** What to work on **
Below are some entries. Copy each line in them that holds "fixture".

= = =

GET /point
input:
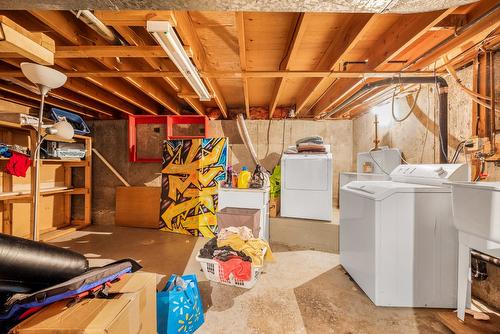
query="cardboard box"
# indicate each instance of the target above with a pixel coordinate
(132, 309)
(138, 207)
(274, 207)
(240, 217)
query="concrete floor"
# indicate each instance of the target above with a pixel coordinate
(303, 291)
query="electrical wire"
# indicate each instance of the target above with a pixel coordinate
(426, 125)
(399, 120)
(443, 150)
(458, 150)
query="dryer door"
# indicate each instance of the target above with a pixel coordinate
(306, 172)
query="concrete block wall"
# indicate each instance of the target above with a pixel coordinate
(111, 138)
(415, 138)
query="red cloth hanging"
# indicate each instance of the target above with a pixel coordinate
(18, 164)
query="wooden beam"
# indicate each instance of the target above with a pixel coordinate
(240, 31)
(134, 17)
(84, 88)
(14, 89)
(84, 101)
(342, 42)
(66, 94)
(70, 29)
(160, 65)
(238, 75)
(6, 96)
(112, 85)
(188, 36)
(402, 34)
(121, 51)
(296, 35)
(15, 39)
(460, 43)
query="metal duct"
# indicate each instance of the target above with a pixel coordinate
(443, 104)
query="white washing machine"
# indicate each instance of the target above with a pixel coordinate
(307, 186)
(397, 239)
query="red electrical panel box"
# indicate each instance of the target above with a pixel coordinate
(169, 122)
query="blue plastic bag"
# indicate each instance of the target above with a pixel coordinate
(179, 307)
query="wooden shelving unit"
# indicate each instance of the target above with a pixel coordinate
(12, 133)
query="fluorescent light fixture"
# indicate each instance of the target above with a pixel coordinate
(165, 35)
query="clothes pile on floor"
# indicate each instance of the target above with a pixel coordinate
(313, 144)
(235, 250)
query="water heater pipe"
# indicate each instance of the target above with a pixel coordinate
(443, 103)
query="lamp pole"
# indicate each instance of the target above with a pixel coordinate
(36, 186)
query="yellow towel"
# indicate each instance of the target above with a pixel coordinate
(253, 248)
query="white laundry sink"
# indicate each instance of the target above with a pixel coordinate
(476, 209)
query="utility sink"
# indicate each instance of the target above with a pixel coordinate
(476, 209)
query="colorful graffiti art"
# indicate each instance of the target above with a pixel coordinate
(191, 172)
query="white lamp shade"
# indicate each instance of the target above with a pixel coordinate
(43, 75)
(62, 129)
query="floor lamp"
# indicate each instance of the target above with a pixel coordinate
(45, 78)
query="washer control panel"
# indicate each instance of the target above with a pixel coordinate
(431, 174)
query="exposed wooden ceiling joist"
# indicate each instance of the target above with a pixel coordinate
(14, 39)
(88, 90)
(237, 75)
(69, 28)
(296, 35)
(134, 17)
(187, 34)
(405, 31)
(17, 90)
(177, 85)
(120, 51)
(459, 44)
(276, 67)
(343, 41)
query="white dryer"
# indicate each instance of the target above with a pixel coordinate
(397, 239)
(307, 186)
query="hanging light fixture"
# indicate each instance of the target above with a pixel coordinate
(165, 35)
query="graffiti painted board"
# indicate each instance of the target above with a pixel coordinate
(191, 172)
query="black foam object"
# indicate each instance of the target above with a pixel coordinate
(34, 264)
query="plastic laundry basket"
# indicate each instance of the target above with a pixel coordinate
(213, 272)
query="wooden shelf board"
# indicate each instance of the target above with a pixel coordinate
(13, 195)
(62, 231)
(43, 192)
(63, 161)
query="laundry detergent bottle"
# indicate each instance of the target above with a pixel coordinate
(244, 178)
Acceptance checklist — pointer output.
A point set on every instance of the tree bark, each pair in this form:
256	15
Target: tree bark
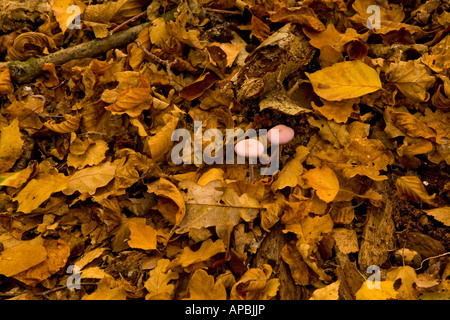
25	71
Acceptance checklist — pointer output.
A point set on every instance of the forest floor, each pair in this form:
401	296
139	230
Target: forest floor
107	188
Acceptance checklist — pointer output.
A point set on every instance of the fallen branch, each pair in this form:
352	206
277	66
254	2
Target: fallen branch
25	71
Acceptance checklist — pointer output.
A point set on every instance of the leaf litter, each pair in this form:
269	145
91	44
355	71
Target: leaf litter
88	183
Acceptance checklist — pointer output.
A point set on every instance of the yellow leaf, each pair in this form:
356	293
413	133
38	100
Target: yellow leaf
89	179
411	188
157	284
345	80
5	81
58	252
62	11
22	257
385	291
202	287
107	291
10	145
132	100
70	125
441	214
289	175
324	181
39	190
171	203
210	175
207	250
142	236
412	78
330	292
255	285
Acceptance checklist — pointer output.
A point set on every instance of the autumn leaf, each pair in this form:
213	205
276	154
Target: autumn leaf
207	250
345	80
412	188
324	181
39	190
19	258
202	287
106	290
10	145
157	284
58	252
171	203
255	285
142	236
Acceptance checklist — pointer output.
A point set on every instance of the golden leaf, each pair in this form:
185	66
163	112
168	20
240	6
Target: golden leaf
411	188
171	203
255	285
132	100
330	292
385	291
157	284
412	78
21	257
107	290
10	145
39	190
58	252
71	124
142	236
304	16
441	214
202	287
324	181
89	179
345	80
5	81
207	250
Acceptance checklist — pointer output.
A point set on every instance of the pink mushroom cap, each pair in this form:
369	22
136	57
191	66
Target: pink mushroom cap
285	134
249	148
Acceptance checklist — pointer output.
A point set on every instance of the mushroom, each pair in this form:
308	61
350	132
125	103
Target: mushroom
251	149
280	135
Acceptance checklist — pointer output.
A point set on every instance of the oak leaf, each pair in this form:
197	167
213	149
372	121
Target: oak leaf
345	80
10	145
202	287
142	236
412	188
21	257
39	190
324	181
207	250
157	284
88	180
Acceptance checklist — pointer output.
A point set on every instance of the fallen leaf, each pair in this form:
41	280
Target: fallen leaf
345	80
157	284
39	190
324	181
329	292
142	236
90	179
202	287
10	145
411	188
19	258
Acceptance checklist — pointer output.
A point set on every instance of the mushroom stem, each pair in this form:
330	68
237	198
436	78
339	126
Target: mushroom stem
251	175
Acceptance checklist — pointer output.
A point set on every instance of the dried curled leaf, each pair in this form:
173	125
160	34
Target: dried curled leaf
345	80
71	124
411	188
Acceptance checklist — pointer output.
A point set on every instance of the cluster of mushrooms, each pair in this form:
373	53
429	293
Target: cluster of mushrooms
252	148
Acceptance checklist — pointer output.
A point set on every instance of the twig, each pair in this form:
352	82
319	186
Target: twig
166	63
132	19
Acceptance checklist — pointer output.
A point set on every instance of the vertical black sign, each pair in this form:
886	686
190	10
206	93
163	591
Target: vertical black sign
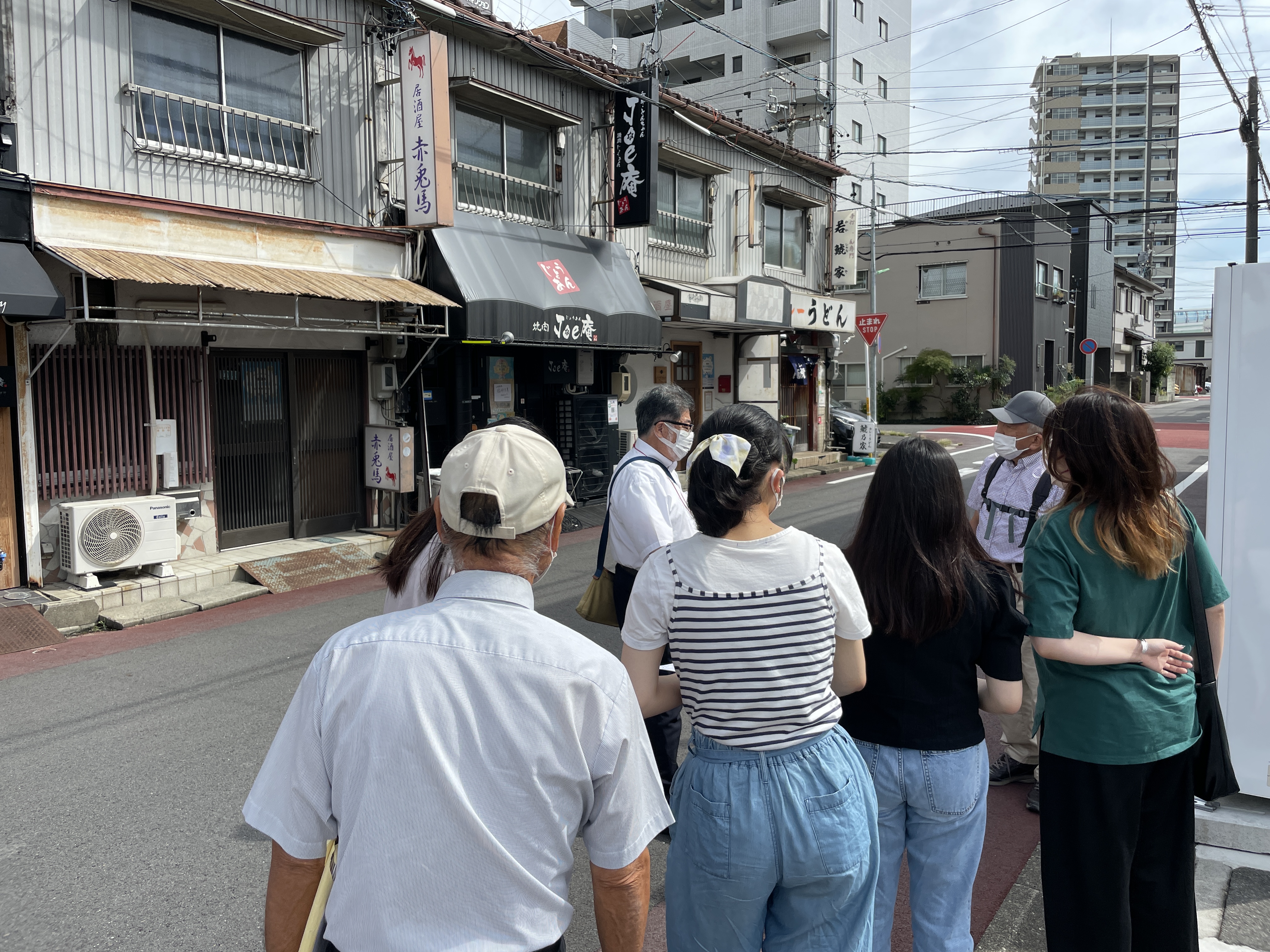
636	154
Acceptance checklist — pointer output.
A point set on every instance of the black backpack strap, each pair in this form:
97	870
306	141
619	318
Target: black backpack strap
604	534
1039	496
993	474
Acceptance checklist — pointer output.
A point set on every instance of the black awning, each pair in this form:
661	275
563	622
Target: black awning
26	291
544	286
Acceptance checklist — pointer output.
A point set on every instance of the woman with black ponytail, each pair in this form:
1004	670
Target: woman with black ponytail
775	842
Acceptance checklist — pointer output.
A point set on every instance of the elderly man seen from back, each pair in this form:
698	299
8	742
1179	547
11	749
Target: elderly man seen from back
458	749
1011	490
647	509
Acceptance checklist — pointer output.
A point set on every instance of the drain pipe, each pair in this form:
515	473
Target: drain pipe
150	403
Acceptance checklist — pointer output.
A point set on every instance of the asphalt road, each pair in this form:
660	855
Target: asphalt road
123	777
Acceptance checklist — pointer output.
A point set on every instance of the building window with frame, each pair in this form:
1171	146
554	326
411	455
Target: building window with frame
941	281
681	210
1042	280
784	236
248	94
502	167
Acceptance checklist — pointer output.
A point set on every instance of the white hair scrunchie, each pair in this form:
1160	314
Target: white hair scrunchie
726	449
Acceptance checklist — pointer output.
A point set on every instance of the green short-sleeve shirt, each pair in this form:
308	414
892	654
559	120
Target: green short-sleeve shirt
1117	714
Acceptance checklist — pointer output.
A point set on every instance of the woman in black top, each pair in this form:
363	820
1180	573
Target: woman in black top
939	607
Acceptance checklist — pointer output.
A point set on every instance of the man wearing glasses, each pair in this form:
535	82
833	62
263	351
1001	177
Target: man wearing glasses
647	509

= = =

** Exercise response **
query="fluorescent light fixture"
query="hanging light fixture"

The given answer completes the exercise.